WHAT THE EXERCISE ASKS: Repeat every entry exactly as given.

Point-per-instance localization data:
* * *

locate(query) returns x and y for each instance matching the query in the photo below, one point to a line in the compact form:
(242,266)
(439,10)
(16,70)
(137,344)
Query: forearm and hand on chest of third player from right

* * *

ANSWER BOX:
locate(query) returns x and y for each instance matching the query in the photo below, one point to a line in the compact form:
(242,266)
(439,10)
(16,70)
(137,344)
Query: forearm and hand on chest of third player from right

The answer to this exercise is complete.